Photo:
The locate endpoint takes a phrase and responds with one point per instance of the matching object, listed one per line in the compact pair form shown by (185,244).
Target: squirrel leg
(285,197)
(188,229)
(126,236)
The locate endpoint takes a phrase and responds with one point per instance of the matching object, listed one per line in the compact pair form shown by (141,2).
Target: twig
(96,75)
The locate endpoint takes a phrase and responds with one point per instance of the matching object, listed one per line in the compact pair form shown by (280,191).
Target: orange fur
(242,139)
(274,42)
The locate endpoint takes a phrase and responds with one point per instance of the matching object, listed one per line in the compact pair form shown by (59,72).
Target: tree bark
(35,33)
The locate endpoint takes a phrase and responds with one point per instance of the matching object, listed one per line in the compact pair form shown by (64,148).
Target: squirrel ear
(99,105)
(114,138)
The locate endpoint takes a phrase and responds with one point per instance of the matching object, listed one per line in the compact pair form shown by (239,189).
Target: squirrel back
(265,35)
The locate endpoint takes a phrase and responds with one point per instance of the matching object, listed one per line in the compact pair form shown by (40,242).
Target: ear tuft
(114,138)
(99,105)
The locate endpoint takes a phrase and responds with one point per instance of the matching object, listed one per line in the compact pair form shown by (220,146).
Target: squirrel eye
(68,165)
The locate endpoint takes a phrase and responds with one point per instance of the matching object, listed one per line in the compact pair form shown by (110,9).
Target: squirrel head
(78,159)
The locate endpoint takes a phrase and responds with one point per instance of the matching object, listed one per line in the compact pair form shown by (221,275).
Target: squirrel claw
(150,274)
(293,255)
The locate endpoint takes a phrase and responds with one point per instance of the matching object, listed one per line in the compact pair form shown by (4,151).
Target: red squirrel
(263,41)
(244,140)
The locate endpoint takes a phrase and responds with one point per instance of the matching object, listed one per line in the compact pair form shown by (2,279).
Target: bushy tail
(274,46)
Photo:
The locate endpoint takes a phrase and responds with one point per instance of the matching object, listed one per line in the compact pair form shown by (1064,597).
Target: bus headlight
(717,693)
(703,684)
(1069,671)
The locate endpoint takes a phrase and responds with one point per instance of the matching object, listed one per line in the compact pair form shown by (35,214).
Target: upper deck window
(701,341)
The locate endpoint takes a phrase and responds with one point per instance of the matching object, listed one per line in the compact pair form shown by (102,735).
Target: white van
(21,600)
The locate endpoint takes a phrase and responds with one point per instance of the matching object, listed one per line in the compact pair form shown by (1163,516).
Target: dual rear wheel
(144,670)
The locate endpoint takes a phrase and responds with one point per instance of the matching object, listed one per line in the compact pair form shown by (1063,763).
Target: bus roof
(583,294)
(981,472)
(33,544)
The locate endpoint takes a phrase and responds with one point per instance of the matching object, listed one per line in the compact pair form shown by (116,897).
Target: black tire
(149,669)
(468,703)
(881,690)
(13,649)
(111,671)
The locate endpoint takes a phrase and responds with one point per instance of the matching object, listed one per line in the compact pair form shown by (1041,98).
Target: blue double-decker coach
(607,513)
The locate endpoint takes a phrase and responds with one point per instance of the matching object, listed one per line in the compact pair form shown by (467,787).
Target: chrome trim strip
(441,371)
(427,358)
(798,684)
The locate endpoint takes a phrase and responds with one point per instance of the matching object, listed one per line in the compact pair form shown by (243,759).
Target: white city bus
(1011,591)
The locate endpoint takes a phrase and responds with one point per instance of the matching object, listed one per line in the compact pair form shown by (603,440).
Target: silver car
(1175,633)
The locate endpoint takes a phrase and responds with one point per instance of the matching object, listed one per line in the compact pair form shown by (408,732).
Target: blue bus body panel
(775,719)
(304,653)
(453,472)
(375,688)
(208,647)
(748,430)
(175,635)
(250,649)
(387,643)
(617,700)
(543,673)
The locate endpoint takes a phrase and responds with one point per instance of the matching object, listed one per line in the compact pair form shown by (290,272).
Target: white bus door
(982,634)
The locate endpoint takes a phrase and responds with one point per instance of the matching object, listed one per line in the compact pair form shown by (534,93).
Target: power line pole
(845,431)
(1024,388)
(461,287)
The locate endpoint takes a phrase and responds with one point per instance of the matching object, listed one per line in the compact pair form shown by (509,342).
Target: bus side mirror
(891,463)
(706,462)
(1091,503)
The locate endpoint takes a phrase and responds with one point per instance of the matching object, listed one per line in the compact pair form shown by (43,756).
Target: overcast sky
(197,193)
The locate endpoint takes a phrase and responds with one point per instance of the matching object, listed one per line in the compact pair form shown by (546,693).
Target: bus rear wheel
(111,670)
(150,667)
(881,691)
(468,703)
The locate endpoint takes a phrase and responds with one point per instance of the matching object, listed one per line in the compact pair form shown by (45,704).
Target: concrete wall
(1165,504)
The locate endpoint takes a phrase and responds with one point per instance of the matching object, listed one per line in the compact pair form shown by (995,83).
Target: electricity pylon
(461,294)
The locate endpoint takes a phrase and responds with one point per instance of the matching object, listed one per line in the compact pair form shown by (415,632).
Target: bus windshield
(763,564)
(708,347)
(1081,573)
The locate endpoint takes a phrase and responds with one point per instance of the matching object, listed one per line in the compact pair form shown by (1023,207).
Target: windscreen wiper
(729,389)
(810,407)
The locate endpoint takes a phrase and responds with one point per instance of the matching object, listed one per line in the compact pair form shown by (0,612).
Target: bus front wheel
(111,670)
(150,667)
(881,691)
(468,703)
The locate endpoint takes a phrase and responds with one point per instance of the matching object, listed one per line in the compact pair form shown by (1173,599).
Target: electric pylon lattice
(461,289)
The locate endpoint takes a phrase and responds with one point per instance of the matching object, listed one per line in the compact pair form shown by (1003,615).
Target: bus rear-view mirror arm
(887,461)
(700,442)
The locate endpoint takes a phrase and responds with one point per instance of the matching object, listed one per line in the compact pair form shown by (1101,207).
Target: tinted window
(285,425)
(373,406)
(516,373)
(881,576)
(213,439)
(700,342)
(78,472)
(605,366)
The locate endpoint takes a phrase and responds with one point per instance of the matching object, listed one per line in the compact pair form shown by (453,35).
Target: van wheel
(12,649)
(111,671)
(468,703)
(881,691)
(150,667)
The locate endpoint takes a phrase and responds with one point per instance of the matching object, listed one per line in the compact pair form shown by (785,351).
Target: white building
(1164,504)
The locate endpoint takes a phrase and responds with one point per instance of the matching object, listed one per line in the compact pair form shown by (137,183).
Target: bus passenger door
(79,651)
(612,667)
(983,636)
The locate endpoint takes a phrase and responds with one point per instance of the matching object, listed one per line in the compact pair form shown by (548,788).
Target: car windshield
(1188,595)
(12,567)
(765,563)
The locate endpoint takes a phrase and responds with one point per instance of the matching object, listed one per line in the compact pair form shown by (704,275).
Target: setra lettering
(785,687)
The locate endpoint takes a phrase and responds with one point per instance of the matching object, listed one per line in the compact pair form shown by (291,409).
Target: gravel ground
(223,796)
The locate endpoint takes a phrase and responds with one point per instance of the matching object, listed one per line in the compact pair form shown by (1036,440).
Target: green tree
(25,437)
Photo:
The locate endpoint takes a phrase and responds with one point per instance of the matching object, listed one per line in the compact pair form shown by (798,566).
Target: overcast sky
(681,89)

==*==

= What to work on =
Word for word, write out each record shown above.

= Solution for this problem =
Photo:
The locate endpoint takes a phrase and responds with one point per instance of the matching object, listed one per line in the compact pair form shown by (185,244).
Target: squirrel leg
(285,197)
(188,229)
(126,236)
The locate endpoint takes a phrase and responds with one point per instance of the matching object, listed one per line in the compact pair form shown by (141,2).
Target: twig
(96,75)
The locate endpoint takes a phrase and responds with one point per instance of the matching object, listed one per line in the compact pair form shown by (280,191).
Target: orange fur
(242,139)
(274,42)
The locate endpoint takes a phrase and responds with one point per instance of the matching object, listed one per line in the compact pair form shown by (59,72).
Target: tree bark
(35,33)
The locate endpoint takes a phrase and responds with one point per instance of the matching object, listed one per line in the compact pair form shown by (64,148).
Target: squirrel ear
(99,105)
(114,138)
The locate endpoint takes a phrase and responds with one point per instance of the matching object, listed one per line in the compact pair form shown by (239,189).
Target: squirrel back
(265,35)
The locate endpoint takes a phrase and responds with one point per instance of the matching object, listed one per line in the compact pair form shown by (40,242).
Target: ear tuft
(114,138)
(99,105)
The locate endpoint takes a phrase and responds with one point per instance of the matching object, listed one per line in the compact pair form shown by (220,146).
Target: squirrel eye
(68,165)
The locate endpoint takes a phrase and responds with one point per instance of the matching object, listed one per line in the compact pair form shown by (110,9).
Target: squirrel head
(78,159)
The locate endpoint takes a phrase and responds with one point per instance of the matching object, listed one per line in the compact pair form shown by (221,275).
Target: squirrel claw
(150,274)
(293,255)
The locate endpoint takes a phrase and responds with one point per instance of the matching object, listed one per line in the compact pair form shown by (4,151).
Target: red squirrel
(263,41)
(244,140)
The locate endpoint takes a phrase and responds with one point per instance of the matching object, listed one per line in the compact pair form shown by (2,279).
Target: bushy tail
(274,46)
Photo:
The locate endpoint takes a phrase and responds with one point per instance of the matching object, listed one per line in the compact pair form shown by (1064,597).
Target: bus headlight
(717,693)
(703,684)
(1069,671)
The locate endpoint takes a phrase and responds with one point per instance of the matching object, listed one per line in the compact pair form shown by (35,214).
Target: upper deck window
(701,341)
The locate endpoint takes a phrase and responds with one point per instance of the matching object, listed one per line in the compact pair form shown by (102,735).
Target: white van
(21,600)
The locate endpoint takes a phrase and responds with one point per instance of the matching object, listed one per line in the compact pair form shown by (1163,516).
Target: dual rear wheel
(144,670)
The locate endpoint takes a phrase and responds with one point per instance of the matching object, listed one per line in the compact pair form shown by (1063,763).
Target: bus roof
(583,294)
(981,472)
(33,544)
The locate endpoint takes a phrase and responds with one point per instance of the matching object, listed one per line in the compact pair form shown by (116,897).
Target: black tire
(149,669)
(468,703)
(881,690)
(13,649)
(111,671)
The locate endpoint takes a phrase and responds with one point per instance of the matching object, listed one per line in the compact pair form shown by (1041,98).
Target: blue double-decker coach
(607,513)
The locate endpoint takes a phrase and responds with one point per instance of the matching object, listed one per line in the compact pair form shown by (467,787).
Target: chrome trim strip
(441,371)
(427,358)
(798,684)
The locate endpoint takes a phrase and responds with one point per instance of the matching object, listed one per line in the compact pair form shown by (243,759).
Target: white city bus
(1011,591)
The locate endpoint takes a phrase and responds with one point per instance of the matching object, listed one per line in the compact pair form shown by (603,440).
Target: silver car
(1175,633)
The locate endpoint takes a phrase and responds with one point per instance of the matching object, listed one per line in the compact pair form shown by (408,732).
Target: blue bus body panel
(775,719)
(304,653)
(453,472)
(375,688)
(208,647)
(748,430)
(175,635)
(250,649)
(387,643)
(617,700)
(543,673)
The locate endpoint takes a phrase and responds with one point per instance of the matching object, listed one per line in the compact pair form shown by (290,272).
Target: white bus door
(982,634)
The locate endpoint takes a phrase and responds with one point per instance of the matching object, listed one per line in the compact pair form shown by (534,93).
Target: power line pole
(845,431)
(1024,388)
(461,287)
The locate endpoint takes a phrase and responds with one point per instance of the matching object, listed one per line in the compact pair form shown by (509,342).
Target: bus side mirror
(891,463)
(706,462)
(1091,503)
The locate endpoint takes a phrase and responds with one point per instance of the matching object, listed one per line in the compact pair form shown by (43,756).
Target: overcast sky
(197,193)
The locate endpoint takes a phrase and responds with one point per instance of the matching object, listed one per line in the compact pair form shown by (546,693).
Target: bus rear wheel
(111,670)
(150,667)
(881,691)
(468,703)
The locate endpoint takes a phrase and responds with one point per instance of the matching object, listed one per line in the compact pair form shown by (45,704).
Target: concrete wall
(1165,504)
The locate endpoint takes a phrase and responds with one point per instance of the matching object, listed one per line in the compact pair form shown by (995,83).
Target: electricity pylon
(461,294)
The locate endpoint takes a phrase and responds with one point per instance of the matching object, listed one per line in the compact pair form shown by (415,632).
Target: bus windshield
(763,564)
(708,347)
(1081,573)
The locate endpoint takes a phrase and responds with one point per instance of the matching object, listed one per line in the compact pair form shown by (1023,207).
Target: windscreen wiper
(729,389)
(810,407)
The locate endpoint takes a phrase and responds with one point per instance of the matching object, listed one per line in the compact pair form shown by (0,612).
Target: bus front wheel
(111,670)
(150,667)
(881,691)
(468,703)
The locate endpoint takes a phrase and responds with one point per instance of the matching object, listed one per line in the compact pair form shown by (1173,599).
Target: electric pylon lattice
(461,289)
The locate endpoint takes a phrase and responds with one point per instance of the matching object, listed one per line in the compact pair form shown by (1003,615).
Target: bus rear-view mirror arm
(887,461)
(700,442)
The locate endpoint takes a phrase and responds with one point per instance of the matching object, listed one per line in the compact pair form shown by (1101,207).
Target: tinted window
(285,425)
(373,406)
(516,373)
(881,576)
(213,439)
(700,342)
(78,472)
(605,366)
The locate endpoint takes a phrase and responds with one point per instance of the matching object, listed one per line in the compact pair form shown by (453,35).
Target: van wheel
(12,649)
(111,671)
(468,703)
(881,691)
(150,667)
The locate endpoint takes a phrase and responds with one point per instance of the matching object, listed one per line in the compact pair form shown by (785,351).
Target: white building
(1164,504)
The locate endpoint takes a phrase and responds with one point per instance of the matching object, listed one per line in the compact pair form shown by (137,183).
Target: bus passenger door
(79,651)
(612,667)
(983,636)
The locate endpoint takes a phrase and responds with one point per instance of the matching object, listed one per line in the compact pair form shown by (548,788).
Target: car windshield
(1188,595)
(12,567)
(765,563)
The locate endpoint takes a phrase and responds with one point per instance of the matching object, listed one per line in the compact pair form shown by (704,275).
Target: setra lettering
(785,687)
The locate endpoint takes a phrase and responds with one point per instance of the matching object, listed one per line in the compact pair form shown by (291,409).
Target: gravel ground
(223,796)
The locate endpoint takes a phrase and responds with one point per instance of the matching object, listed one per line in the compact pair form shown by (1036,440).
Target: green tree
(25,437)
Photo:
The locate endpoint takes a phrase and responds with one point per instance of the matching object, listed one per line in the compact pair form shown by (798,566).
Target: overcast sky
(681,89)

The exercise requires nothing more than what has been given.